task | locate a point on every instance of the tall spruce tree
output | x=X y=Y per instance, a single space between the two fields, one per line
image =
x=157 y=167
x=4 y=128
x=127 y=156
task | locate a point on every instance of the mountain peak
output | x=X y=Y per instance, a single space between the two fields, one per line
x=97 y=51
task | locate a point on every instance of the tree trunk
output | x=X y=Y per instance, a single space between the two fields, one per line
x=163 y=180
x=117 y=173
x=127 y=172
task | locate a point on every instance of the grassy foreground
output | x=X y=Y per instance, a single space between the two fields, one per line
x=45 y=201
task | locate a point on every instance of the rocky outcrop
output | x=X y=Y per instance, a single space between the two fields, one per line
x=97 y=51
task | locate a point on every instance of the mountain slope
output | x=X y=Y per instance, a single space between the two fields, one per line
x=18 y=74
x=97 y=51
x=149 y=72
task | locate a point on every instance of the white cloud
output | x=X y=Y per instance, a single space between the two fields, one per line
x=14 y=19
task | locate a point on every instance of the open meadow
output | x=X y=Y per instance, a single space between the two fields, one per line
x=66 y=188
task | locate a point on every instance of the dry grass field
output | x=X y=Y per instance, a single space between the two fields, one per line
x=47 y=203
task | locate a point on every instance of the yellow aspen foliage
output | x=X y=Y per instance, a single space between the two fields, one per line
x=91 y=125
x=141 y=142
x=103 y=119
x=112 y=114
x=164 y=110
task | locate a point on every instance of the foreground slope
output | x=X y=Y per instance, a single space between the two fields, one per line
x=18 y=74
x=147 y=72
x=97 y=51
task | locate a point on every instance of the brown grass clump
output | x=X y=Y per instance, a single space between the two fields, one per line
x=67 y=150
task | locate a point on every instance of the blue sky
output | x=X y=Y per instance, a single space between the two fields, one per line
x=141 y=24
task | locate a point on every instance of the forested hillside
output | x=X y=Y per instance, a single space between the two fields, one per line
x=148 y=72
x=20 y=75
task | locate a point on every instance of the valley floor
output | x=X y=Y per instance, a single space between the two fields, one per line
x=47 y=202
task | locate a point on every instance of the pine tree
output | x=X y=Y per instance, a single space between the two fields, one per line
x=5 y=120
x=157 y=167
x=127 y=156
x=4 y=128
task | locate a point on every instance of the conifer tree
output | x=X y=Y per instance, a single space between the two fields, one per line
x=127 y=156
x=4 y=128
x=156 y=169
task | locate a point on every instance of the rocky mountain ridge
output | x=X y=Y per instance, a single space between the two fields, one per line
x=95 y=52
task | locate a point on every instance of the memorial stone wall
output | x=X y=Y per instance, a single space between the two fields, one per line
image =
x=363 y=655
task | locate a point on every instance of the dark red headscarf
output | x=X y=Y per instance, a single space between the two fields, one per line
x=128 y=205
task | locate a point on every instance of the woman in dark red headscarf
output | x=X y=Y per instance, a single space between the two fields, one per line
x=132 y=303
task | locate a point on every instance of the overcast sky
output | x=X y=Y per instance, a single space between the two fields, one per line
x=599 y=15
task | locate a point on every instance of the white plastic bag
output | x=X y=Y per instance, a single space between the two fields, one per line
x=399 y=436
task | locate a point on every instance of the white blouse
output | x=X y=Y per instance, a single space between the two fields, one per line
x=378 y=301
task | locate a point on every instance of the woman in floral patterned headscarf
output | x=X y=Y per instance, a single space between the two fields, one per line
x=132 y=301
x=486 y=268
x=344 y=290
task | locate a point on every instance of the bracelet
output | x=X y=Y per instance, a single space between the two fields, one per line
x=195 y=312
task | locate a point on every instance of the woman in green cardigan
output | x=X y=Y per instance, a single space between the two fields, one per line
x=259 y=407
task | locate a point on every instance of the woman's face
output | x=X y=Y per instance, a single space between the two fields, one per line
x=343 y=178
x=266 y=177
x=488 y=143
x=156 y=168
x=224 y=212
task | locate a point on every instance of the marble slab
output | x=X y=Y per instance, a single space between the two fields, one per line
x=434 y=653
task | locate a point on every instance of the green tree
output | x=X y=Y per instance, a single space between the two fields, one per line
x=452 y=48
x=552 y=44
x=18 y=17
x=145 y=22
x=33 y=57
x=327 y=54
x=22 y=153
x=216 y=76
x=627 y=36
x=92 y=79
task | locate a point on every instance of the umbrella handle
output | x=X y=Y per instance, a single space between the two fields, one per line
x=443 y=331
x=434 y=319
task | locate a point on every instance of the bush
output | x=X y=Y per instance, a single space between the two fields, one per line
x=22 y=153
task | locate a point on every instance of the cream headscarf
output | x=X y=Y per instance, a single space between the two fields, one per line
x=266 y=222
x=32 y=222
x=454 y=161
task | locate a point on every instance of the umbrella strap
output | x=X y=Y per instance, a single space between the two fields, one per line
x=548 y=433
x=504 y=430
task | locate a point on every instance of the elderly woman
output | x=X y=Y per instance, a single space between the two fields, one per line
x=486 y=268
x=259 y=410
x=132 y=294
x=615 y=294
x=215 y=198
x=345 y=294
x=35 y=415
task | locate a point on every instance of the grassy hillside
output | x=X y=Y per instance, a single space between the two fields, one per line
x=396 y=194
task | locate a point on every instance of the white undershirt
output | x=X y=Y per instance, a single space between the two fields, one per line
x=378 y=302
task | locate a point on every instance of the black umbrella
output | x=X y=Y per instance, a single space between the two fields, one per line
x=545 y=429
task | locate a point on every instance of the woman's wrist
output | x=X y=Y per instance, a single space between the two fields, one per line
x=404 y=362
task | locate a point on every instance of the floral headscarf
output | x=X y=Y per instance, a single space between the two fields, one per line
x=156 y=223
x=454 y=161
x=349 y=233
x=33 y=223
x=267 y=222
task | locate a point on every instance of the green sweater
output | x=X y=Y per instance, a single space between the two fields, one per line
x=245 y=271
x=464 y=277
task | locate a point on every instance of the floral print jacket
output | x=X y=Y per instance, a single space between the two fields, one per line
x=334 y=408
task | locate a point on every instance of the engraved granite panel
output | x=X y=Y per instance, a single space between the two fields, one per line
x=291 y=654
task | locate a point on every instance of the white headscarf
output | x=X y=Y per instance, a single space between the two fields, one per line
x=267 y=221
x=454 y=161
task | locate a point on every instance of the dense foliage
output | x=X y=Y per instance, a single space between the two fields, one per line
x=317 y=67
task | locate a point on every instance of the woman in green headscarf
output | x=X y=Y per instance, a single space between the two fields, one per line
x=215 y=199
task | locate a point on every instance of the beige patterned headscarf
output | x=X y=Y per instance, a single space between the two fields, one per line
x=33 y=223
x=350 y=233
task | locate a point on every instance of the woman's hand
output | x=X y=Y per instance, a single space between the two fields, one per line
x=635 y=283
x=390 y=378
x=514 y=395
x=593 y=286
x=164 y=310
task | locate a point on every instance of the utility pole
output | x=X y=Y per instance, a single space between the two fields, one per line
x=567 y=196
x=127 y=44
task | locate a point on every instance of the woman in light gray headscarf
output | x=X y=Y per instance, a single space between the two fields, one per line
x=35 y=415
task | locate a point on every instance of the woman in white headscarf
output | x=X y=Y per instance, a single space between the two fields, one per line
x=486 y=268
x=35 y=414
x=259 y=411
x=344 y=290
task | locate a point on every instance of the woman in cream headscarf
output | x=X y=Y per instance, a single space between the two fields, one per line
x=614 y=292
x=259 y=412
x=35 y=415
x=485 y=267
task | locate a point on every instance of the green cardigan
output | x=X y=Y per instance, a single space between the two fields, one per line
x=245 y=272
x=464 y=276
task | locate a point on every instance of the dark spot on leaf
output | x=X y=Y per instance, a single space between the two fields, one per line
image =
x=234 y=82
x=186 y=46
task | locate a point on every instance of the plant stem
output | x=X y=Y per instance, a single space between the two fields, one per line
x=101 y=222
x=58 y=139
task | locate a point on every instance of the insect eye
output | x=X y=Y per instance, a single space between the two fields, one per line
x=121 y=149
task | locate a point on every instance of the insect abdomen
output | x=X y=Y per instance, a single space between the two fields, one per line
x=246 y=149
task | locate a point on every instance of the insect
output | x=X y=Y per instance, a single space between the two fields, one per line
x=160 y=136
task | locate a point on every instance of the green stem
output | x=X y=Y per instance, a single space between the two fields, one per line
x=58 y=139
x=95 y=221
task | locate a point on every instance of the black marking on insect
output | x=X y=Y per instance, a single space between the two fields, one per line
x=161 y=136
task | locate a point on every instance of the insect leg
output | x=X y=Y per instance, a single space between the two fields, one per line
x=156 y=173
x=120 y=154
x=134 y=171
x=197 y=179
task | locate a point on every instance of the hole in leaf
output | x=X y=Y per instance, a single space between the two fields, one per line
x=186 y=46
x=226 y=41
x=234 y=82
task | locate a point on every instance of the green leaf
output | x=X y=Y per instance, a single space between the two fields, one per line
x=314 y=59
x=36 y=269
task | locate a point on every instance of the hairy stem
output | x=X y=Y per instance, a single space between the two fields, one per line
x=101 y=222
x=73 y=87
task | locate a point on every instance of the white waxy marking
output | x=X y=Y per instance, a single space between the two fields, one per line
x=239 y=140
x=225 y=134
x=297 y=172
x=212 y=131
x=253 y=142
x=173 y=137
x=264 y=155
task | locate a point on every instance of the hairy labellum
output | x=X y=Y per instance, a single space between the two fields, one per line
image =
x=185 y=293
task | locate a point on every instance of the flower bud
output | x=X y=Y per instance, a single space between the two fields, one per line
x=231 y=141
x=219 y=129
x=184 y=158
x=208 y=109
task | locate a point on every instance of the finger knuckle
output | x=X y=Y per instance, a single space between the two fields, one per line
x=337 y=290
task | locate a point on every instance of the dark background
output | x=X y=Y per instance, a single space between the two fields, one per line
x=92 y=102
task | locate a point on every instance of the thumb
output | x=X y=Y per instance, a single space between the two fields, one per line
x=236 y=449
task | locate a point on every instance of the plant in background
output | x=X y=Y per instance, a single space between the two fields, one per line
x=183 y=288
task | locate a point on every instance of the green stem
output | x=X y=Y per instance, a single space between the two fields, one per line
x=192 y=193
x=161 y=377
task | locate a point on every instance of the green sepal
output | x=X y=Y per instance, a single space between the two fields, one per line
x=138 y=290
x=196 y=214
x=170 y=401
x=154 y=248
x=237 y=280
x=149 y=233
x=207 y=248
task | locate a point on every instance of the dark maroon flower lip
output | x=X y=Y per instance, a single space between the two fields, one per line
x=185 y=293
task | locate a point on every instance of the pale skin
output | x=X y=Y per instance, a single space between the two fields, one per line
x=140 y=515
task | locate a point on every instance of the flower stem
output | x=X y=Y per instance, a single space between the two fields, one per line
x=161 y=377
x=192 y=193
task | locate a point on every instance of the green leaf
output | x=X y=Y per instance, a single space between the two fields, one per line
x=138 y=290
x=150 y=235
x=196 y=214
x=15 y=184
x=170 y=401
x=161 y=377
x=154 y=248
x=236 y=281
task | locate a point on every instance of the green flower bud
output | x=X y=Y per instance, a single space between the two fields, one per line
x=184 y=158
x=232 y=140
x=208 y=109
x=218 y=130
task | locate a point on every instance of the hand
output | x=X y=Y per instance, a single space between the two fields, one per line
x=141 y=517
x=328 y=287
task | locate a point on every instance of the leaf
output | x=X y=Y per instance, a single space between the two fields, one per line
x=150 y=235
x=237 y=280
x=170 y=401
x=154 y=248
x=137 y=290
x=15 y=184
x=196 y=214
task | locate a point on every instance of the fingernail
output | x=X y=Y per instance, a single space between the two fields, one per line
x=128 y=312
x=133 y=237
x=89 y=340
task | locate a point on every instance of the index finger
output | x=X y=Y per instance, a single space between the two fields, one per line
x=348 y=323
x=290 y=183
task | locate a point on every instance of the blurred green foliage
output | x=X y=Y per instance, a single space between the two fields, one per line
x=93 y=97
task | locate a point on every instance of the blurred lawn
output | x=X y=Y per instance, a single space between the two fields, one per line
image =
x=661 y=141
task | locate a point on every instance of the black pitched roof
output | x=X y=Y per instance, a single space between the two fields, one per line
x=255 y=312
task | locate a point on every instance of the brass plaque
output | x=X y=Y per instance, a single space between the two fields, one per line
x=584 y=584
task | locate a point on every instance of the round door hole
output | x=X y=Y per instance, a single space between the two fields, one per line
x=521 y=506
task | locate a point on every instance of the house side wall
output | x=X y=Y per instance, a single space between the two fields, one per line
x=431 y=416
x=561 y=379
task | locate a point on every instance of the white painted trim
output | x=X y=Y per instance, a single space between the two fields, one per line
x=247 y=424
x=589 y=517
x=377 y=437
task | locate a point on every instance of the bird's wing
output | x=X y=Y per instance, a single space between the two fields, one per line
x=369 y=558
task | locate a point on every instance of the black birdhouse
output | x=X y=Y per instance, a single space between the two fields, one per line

→ ASSIGNED TASK:
Looking at the records above, tally the lines holding "leaf" and reply with that number only.

→ ANSWER FOR THIS EXERCISE:
5